• **PROBLEM**
Exactly and only the lines from the one containing "Indicate the operator" through the close of the entries below are to be set down.

━━━ ROWS

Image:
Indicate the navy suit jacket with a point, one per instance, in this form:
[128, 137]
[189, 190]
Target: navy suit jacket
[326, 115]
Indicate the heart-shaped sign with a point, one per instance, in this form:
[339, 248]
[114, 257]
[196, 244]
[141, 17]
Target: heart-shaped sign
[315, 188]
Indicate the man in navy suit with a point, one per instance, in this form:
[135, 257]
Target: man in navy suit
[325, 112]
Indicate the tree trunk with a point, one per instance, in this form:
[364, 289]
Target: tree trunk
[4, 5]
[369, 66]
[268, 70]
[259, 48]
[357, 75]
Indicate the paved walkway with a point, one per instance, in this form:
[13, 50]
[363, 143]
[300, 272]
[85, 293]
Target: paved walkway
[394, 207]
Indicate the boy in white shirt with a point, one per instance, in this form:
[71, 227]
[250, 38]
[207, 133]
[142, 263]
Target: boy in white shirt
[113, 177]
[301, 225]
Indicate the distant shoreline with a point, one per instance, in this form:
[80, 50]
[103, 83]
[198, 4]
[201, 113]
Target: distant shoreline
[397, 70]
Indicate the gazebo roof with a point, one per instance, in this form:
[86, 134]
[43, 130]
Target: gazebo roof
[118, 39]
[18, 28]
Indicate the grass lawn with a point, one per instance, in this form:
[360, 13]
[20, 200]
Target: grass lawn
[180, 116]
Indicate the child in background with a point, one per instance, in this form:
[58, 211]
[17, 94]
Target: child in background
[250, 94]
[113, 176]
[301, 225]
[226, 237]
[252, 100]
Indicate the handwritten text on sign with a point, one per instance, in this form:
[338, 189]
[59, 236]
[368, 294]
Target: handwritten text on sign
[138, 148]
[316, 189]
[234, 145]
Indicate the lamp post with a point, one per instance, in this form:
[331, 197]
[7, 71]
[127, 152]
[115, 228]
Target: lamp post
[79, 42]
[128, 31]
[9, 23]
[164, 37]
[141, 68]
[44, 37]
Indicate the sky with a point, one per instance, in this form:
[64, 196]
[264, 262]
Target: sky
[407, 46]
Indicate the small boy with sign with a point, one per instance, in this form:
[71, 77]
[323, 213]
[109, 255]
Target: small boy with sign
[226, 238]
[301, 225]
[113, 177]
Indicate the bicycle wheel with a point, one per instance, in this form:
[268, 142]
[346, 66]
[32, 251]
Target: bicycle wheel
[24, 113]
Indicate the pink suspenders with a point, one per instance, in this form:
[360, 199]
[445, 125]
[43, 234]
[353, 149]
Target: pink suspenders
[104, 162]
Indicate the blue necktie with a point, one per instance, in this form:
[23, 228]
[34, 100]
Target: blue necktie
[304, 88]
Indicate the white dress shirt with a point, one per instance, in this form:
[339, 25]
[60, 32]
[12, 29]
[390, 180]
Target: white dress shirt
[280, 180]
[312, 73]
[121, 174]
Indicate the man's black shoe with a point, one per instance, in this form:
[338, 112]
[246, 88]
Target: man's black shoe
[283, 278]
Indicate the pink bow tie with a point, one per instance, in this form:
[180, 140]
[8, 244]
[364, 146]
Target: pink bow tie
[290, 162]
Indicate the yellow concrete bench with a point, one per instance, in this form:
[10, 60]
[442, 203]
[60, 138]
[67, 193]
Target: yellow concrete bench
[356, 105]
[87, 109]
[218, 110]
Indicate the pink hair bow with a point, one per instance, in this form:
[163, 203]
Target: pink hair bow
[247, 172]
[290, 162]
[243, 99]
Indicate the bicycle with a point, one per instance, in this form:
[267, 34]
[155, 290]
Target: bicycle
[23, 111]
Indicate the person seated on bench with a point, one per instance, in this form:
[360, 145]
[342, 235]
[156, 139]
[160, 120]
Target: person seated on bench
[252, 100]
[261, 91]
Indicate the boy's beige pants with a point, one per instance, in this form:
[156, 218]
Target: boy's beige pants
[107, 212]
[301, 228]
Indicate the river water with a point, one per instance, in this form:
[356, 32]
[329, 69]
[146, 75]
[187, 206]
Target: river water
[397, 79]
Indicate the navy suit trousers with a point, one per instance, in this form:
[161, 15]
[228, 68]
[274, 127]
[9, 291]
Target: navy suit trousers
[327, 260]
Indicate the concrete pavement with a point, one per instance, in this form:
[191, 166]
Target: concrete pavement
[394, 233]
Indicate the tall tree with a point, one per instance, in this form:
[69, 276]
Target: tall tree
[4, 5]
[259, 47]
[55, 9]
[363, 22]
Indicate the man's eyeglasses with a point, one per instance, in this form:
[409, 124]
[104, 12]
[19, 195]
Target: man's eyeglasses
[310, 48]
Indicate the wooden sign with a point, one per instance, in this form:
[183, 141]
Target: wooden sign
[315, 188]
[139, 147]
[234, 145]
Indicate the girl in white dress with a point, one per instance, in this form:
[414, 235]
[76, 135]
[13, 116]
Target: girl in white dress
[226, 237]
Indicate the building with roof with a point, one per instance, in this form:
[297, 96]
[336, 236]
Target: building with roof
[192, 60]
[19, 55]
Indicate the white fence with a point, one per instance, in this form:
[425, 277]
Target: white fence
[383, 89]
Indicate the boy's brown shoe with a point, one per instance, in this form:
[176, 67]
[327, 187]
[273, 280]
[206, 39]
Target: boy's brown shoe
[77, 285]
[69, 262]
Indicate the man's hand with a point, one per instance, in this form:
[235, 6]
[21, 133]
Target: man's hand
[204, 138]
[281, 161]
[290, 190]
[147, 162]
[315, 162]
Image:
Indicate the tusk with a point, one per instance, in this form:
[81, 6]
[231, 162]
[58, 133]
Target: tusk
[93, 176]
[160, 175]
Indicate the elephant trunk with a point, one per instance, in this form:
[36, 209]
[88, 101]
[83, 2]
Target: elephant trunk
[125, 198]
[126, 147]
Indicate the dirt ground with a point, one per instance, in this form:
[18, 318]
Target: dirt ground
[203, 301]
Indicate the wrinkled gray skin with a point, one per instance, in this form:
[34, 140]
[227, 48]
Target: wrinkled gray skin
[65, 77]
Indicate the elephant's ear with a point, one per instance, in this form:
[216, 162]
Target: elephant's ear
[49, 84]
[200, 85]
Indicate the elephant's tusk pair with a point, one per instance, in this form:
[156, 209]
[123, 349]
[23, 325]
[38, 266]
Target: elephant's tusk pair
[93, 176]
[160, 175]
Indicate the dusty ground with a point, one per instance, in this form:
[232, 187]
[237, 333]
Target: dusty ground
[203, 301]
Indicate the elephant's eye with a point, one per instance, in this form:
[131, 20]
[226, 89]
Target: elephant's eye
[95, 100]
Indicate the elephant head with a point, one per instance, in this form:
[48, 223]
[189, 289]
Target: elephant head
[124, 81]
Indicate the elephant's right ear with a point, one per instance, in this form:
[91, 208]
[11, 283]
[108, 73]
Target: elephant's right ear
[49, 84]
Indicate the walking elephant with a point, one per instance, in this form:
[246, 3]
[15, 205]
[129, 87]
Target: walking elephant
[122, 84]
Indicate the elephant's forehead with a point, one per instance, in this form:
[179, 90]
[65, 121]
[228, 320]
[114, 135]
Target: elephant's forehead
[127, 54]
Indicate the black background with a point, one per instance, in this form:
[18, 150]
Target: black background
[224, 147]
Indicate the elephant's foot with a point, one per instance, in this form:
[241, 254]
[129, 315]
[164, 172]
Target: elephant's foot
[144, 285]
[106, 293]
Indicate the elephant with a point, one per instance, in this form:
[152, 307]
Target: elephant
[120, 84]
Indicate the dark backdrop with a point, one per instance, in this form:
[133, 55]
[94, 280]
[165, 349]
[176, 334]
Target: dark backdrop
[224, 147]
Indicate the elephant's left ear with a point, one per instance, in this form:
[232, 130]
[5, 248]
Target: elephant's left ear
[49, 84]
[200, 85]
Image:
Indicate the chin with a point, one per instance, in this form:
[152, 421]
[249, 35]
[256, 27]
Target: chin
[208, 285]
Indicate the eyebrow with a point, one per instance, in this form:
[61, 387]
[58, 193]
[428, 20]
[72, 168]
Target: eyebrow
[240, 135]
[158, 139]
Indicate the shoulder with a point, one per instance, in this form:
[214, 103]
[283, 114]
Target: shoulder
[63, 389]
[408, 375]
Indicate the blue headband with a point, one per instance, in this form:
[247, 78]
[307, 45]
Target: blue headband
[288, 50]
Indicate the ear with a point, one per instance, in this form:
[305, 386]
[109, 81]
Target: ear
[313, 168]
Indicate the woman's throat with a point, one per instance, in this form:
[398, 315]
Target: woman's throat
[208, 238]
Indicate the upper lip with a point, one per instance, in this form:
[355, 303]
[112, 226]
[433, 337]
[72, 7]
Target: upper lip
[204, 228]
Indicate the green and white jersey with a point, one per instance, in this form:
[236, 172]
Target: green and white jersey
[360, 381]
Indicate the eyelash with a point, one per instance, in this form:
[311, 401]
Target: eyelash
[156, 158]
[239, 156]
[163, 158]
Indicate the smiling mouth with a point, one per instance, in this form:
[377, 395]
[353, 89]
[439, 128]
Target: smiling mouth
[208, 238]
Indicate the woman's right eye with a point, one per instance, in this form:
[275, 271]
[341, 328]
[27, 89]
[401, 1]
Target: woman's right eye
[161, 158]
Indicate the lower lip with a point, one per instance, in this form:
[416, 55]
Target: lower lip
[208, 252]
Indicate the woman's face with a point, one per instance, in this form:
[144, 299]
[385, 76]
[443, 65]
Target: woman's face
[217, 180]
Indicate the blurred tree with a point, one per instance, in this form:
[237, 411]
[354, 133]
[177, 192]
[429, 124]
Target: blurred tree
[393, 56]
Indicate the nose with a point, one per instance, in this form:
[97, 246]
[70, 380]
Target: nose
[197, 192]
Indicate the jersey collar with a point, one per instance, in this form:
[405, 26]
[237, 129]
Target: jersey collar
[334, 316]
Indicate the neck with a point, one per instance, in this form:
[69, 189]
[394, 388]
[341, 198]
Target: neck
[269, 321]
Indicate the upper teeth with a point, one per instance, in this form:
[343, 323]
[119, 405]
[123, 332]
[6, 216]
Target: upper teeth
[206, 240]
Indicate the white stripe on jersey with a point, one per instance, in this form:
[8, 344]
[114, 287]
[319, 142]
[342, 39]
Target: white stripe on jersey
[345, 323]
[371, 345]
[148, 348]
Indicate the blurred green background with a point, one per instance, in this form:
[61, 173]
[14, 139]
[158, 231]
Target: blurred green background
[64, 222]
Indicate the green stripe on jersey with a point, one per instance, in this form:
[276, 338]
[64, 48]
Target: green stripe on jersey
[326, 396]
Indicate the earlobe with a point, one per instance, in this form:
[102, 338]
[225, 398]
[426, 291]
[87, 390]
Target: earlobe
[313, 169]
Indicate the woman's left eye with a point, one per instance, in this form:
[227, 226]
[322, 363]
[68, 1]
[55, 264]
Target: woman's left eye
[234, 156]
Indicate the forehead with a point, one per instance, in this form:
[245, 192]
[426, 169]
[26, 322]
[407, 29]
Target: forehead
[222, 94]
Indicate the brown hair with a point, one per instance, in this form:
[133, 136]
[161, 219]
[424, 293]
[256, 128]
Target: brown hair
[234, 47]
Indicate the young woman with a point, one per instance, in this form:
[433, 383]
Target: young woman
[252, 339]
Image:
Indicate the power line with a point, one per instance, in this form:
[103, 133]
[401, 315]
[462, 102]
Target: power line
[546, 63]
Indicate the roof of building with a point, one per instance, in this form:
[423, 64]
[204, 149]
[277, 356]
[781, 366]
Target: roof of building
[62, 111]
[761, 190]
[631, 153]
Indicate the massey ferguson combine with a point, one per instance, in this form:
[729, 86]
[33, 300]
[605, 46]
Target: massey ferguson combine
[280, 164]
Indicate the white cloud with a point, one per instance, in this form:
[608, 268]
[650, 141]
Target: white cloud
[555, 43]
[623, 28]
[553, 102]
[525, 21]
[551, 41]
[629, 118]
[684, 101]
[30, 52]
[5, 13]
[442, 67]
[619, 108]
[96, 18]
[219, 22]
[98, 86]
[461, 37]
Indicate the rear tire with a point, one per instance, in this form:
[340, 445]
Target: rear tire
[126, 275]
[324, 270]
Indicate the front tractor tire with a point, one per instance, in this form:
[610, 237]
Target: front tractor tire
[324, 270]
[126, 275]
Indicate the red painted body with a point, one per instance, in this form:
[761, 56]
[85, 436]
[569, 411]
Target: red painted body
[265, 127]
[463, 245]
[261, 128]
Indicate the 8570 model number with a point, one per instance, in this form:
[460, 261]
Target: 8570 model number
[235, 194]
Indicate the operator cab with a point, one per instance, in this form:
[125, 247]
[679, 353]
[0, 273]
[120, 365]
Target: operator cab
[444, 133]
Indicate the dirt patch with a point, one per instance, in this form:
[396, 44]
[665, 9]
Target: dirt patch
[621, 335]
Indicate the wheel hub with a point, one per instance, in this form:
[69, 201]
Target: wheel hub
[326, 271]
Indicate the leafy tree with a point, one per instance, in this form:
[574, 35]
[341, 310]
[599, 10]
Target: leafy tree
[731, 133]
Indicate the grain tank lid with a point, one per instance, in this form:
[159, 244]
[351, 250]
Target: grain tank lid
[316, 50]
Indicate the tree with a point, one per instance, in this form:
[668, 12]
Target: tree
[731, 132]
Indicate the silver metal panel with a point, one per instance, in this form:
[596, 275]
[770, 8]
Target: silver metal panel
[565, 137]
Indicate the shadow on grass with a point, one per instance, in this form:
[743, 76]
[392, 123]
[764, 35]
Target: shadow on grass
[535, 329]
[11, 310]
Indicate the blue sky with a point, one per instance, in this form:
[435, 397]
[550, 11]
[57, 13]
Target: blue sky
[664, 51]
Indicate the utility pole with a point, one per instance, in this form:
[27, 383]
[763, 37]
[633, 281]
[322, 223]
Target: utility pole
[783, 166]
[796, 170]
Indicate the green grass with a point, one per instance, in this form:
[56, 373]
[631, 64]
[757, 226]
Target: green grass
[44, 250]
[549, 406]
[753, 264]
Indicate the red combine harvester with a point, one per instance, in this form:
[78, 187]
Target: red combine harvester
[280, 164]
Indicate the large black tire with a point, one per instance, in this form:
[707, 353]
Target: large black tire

━━━━━━

• **WRITTEN SOLUTION**
Indicate the operator cab with a point, one per instance, in this form:
[125, 247]
[679, 353]
[0, 273]
[120, 365]
Target: operator cab
[444, 133]
Indicate the dirt patch with a point, one per instance, in this form:
[396, 44]
[665, 9]
Target: dirt patch
[621, 335]
Indicate the wheel hub with a point, one per instance, in this form:
[69, 201]
Target: wheel hub
[326, 271]
Indicate the leafy tree with a point, one per instance, in this form:
[574, 35]
[341, 310]
[599, 10]
Target: leafy tree
[731, 133]
Indicate the grain tank lid with a point, one per instance, in this form:
[159, 244]
[351, 250]
Target: grain tank lid
[316, 50]
Indicate the tree with a point, one per instance, in this form:
[668, 12]
Target: tree
[731, 132]
Indicate the silver metal panel with a point, one per instance, in this form:
[596, 275]
[770, 8]
Target: silver metal panel
[565, 137]
Indicate the shadow on grass with a point, one per instance, in this form:
[743, 76]
[392, 123]
[764, 35]
Target: shadow on grass
[535, 329]
[11, 310]
Indicate the blue sky with a point, one per instance, in this form:
[435, 397]
[550, 11]
[57, 13]
Target: blue sky
[664, 51]
Indicate the utility pole with a point, one per instance, in this form:
[27, 383]
[763, 37]
[633, 281]
[322, 223]
Target: utility pole
[783, 166]
[796, 170]
Indicate the green grass with a point, one per instance, in this form:
[56, 373]
[631, 64]
[757, 226]
Target: green grass
[44, 250]
[549, 406]
[753, 264]
Indicate the red combine harvester with a point, one per instance, in this form:
[78, 187]
Target: red combine harvester
[280, 164]
Indicate the large black tire with a point, one per instance, in this form:
[707, 353]
Target: large black tire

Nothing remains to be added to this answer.